Trecho citado:
┌──

Biotecnologia e bioengenharia

Quais os limites da interferência da biotecnologia na espécie humana?

31/07/2020 17:20
Temos hoje uma abundante quantidade de informação sobre tecnologias usadas para nosso dia a dia: lançamentos de novos smartphones, carros elétricos, autônomos, serviços de streaming. Mas uma grande revolução é desconhecida pela maior parte da população: a revolução biológica através da tecnologia.
Quando se fala de manipulação genética, o primeiro pensamento é sobre o design de bebês. Poderemos escolher a cor dos olhos, altura e inteligência de nossos descendentes? Provavelmente sim.
Quando fui para Israel fazer o Transdisciplinary-Innovation Program, um dos melhores cursos de inovação do mundo, meus colegas zombavam de mim pois em todas as aulas de bioengenharia e biotecnologia, eu fazia uma pergunta sobre CRISPR (fala-se “crisper”). Tamanho interesse não é por acaso. Esta tecnologia, descoberta pelas cientistas da Universidade da Califórnia em Berkeley Emmanuelle Charpentier e Jennifer Doudna, permite que possamos fazer edições genéticas de forma precisa e assertiva em praticamente qualquer organismo vivo.
Como já escrevi aqui, um de meus professores usou outra tecnologia - manipulação de células-tronco - para produzir carne usando apenas uma fração da água, espaço, custos e não matando animais.
Porém, a tecnologia que já é realidade há aproximadamente 30 anos é a possibilidade de escolha genética.
Imagine que você queira ter um filho. Você vai para uma clínica de reprodução, retira óvulos e espermatozóides e faz fertilização in vitro. Em determinado momento, você terá uma série de embriões, cada um deles com determinado código genético. Assim, você pode prever com cada vez mais precisão sua altura, inteligência, cor dos olhos, predisposição genética para doenças, etc.
É neste momento que entram as discussões morais sobre o assunto: ao adotarmos uma “seleção artificial”, não estaríamos brincando de Deus?

└──

Entradas extraídas:
┌──

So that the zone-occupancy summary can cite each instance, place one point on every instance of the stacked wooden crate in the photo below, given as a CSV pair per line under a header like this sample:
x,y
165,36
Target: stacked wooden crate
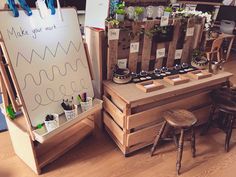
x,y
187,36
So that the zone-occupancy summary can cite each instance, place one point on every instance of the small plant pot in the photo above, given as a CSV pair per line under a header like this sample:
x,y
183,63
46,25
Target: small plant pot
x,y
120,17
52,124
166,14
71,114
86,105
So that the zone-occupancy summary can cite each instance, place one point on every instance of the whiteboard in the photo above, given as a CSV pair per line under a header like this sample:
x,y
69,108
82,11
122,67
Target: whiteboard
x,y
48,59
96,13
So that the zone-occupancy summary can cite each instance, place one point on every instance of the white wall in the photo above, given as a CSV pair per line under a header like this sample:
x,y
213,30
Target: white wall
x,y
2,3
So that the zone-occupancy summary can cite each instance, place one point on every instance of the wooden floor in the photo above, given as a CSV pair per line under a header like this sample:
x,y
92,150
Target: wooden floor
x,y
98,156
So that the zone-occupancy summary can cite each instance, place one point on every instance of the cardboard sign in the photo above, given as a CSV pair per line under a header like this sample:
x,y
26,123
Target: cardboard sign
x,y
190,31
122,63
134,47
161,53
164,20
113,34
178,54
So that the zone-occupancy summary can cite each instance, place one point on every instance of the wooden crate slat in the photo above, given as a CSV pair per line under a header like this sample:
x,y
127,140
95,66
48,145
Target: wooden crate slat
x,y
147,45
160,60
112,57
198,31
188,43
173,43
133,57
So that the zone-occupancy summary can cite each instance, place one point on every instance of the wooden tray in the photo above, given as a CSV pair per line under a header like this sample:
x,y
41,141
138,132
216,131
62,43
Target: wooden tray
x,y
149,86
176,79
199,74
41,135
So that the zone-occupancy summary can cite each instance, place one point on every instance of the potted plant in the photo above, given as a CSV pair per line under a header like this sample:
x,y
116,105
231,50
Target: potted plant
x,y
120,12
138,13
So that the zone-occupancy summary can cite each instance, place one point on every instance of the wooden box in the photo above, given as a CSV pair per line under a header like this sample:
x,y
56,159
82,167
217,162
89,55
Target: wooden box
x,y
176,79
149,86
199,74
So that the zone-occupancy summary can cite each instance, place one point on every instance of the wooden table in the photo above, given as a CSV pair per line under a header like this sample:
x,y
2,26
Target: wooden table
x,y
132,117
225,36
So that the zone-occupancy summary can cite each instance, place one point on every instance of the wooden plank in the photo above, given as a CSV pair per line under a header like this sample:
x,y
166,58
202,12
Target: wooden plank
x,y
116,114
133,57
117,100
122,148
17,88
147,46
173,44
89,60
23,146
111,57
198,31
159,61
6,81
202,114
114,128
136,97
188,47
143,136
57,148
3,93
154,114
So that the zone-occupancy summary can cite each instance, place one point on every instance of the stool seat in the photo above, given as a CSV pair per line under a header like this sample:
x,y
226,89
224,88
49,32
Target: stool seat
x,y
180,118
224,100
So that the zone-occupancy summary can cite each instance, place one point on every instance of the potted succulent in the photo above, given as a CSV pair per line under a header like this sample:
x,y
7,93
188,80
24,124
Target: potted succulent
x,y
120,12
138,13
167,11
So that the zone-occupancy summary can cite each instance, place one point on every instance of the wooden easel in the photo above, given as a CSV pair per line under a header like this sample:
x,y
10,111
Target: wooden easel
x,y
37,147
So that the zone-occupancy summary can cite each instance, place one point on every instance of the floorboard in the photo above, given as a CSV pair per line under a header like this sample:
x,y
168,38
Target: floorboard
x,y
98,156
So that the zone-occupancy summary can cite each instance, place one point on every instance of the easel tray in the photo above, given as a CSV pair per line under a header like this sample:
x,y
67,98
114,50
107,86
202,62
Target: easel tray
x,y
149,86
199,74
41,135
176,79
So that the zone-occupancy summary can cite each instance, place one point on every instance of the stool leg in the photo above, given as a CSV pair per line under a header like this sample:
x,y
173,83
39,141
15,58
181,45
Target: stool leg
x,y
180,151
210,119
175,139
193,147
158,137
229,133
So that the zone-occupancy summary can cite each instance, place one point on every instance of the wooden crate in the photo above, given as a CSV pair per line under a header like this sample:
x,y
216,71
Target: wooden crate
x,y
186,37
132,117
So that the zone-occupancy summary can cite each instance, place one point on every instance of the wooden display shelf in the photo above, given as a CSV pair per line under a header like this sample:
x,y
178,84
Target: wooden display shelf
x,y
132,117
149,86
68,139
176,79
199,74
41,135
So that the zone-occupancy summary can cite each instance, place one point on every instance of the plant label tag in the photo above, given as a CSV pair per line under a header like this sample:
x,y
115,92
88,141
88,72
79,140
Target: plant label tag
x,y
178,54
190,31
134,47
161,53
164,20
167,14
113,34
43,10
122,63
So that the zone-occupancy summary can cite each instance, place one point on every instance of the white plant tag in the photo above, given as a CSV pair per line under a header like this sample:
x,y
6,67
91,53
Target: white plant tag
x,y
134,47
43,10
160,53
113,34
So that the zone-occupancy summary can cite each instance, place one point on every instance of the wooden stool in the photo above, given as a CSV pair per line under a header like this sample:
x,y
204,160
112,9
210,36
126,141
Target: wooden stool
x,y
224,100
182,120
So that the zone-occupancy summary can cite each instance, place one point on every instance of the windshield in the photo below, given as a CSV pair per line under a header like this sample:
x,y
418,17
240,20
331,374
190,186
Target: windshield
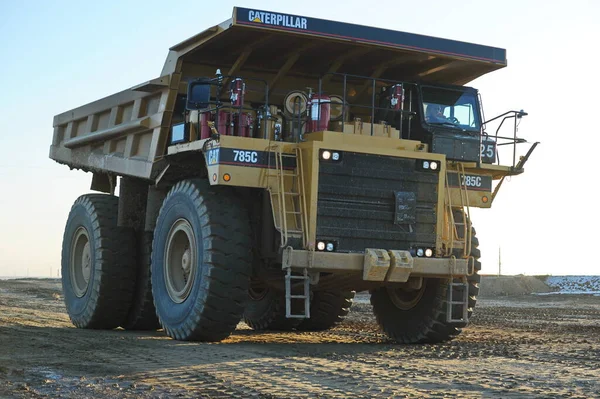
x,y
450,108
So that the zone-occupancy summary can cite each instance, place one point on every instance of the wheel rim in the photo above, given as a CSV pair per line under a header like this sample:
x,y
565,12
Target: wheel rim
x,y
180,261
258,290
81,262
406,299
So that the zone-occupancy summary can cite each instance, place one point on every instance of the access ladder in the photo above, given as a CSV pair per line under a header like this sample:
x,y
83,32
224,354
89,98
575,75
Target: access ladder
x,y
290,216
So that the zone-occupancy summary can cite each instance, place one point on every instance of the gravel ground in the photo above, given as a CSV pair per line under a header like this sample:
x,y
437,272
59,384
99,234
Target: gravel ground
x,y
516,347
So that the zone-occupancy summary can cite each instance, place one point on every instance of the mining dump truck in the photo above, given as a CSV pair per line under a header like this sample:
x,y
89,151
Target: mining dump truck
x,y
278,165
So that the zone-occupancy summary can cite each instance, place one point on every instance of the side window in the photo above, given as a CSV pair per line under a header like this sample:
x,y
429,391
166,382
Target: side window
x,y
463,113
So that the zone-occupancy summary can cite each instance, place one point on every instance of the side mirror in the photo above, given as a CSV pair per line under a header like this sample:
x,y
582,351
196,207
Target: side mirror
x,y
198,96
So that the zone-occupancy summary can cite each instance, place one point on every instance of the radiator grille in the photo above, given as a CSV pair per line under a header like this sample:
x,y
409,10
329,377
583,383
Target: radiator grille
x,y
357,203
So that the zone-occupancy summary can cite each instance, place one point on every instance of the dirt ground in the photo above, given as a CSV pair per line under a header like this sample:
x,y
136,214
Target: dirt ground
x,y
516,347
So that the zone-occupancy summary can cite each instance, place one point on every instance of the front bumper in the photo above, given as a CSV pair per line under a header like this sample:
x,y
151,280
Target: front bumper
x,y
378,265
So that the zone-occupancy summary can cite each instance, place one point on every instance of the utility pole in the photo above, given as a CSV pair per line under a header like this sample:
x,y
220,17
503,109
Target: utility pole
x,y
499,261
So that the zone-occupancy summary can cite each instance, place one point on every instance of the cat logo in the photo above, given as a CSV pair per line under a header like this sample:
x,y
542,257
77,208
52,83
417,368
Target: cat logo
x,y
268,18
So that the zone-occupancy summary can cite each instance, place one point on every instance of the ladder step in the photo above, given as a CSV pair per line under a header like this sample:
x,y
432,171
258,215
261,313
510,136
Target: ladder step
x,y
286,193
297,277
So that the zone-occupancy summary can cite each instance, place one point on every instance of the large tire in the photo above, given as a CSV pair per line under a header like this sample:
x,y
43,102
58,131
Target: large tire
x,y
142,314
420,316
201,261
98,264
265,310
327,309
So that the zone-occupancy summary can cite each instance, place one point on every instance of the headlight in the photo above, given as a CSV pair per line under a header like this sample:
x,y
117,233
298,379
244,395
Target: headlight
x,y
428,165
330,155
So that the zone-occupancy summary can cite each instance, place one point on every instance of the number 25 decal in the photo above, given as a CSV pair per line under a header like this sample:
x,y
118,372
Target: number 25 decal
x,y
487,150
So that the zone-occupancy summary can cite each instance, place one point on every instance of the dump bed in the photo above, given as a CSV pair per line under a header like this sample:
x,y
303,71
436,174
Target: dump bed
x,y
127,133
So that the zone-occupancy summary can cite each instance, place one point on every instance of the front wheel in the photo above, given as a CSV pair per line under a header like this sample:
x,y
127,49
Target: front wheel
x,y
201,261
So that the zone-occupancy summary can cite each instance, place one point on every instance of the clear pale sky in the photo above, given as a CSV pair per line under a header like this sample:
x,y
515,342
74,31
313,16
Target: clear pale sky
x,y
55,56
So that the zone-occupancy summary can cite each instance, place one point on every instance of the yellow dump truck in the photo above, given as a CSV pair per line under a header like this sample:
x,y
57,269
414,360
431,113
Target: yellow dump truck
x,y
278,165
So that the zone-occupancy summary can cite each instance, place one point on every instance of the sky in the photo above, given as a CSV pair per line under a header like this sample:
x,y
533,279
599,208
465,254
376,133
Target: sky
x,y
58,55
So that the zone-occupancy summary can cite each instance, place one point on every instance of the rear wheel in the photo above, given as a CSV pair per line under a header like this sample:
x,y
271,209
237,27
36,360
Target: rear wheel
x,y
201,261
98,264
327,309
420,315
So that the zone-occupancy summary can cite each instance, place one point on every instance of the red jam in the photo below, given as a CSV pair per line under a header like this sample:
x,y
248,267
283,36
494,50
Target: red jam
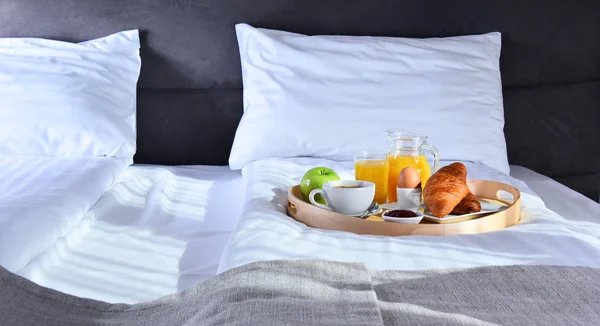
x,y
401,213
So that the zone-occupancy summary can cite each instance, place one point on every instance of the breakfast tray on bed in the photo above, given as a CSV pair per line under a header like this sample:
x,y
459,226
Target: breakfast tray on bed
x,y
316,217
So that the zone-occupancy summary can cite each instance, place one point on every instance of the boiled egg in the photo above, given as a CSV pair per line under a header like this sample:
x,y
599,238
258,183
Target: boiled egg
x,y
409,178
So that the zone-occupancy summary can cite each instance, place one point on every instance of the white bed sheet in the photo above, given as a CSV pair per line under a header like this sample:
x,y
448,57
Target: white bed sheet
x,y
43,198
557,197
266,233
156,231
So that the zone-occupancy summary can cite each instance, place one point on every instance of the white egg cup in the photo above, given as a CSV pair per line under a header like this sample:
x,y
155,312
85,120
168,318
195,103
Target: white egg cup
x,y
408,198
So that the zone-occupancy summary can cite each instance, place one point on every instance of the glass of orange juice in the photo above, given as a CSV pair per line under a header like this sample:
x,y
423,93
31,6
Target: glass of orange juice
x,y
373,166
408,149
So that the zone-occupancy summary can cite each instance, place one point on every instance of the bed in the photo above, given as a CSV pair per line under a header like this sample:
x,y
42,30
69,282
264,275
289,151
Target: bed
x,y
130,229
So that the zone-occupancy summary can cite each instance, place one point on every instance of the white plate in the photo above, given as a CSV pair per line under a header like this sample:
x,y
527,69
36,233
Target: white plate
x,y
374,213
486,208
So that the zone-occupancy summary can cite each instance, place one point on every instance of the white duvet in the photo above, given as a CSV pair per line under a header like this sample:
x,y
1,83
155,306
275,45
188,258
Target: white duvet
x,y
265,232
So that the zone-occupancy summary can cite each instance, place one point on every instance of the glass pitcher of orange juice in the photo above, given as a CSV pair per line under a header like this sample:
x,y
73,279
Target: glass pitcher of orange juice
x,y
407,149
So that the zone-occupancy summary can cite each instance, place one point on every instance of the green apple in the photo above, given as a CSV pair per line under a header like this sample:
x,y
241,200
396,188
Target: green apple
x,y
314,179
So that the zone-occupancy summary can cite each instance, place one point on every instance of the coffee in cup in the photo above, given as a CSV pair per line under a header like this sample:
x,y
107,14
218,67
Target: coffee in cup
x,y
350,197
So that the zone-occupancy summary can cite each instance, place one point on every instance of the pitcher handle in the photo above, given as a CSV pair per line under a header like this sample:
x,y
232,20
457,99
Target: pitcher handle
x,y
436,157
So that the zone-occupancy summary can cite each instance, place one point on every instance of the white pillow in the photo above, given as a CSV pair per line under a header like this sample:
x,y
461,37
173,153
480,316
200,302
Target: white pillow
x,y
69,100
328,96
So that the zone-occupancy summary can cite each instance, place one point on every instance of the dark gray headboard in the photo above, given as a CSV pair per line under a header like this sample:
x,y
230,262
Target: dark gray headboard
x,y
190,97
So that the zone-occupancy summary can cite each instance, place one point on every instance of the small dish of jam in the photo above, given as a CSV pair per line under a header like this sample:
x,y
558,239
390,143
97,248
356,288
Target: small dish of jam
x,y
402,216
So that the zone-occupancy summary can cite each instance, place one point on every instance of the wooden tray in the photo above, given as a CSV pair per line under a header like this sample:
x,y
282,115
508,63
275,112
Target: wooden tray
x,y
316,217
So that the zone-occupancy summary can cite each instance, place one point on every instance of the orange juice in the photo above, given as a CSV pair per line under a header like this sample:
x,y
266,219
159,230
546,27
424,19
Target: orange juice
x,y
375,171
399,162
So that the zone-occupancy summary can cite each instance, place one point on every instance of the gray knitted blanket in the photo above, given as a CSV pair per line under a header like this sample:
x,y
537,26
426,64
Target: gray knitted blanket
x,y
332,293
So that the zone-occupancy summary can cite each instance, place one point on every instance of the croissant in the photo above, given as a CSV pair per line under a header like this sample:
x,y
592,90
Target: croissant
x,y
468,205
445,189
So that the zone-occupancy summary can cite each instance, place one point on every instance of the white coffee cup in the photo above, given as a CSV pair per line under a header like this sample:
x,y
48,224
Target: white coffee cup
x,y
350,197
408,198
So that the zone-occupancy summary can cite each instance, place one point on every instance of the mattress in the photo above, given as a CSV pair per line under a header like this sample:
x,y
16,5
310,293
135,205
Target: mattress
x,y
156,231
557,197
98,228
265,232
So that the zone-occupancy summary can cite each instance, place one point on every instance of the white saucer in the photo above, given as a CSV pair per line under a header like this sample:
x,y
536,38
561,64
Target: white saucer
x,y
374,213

└──

Instruções da tarefa:
Por favor, copie na íntegra o texto acima sobre biotecnologia e bioengenharia, sem alterar nada.

Resposta escrita:
Biotecnologia e bioengenharia

Quais os limites da interferência da biotecnologia na espécie humana?

31/07/2020 17:20
Temos hoje uma abundante quantidade de informação sobre tecnologias usadas para nosso dia a dia: lançamentos de novos smartphones, carros elétricos, autônomos, serviços de streaming. Mas uma grande revolução é desconhecida pela maior parte da população: a revolução biológica através da tecnologia.
Quando se fala de manipulação genética, o primeiro pensamento é sobre o design de bebês. Poderemos escolher a cor dos olhos, altura e inteligência de nossos descendentes? Provavelmente sim.
Quando fui para Israel fazer o Transdisciplinary-Innovation Program, um dos melhores cursos de inovação do mundo, meus colegas zombavam de mim pois em todas as aulas de bioengenharia e biotecnologia, eu fazia uma pergunta sobre CRISPR (fala-se “crisper”). Tamanho interesse não é por acaso. Esta tecnologia, descoberta pelas cientistas da Universidade da Califórnia em Berkeley Emmanuelle Charpentier e Jennifer Doudna, permite que possamos fazer edições genéticas de forma precisa e assertiva em praticamente qualquer organismo vivo.
Como já escrevi aqui, um de meus professores usou outra tecnologia - manipulação de células-tronco - para produzir carne usando apenas uma fração da água, espaço, custos e não matando animais.
Porém, a tecnologia que já é realidade há aproximadamente 30 anos é a possibilidade de escolha genética.
Imagine que você queira ter um filho. Você vai para uma clínica de reprodução, retira óvulos e espermatozóides e faz fertilização in vitro. Em determinado momento, você terá uma série de embriões, cada um deles com determinado código genético. Assim, você pode prever com cada vez mais precisão sua altura, inteligência, cor dos olhos, predisposição genética para doenças, etc.
É neste momento que entram as discussões morais sobre o assunto: ao adotarmos uma “seleção artificial”, não estaríamos brincando de Deus?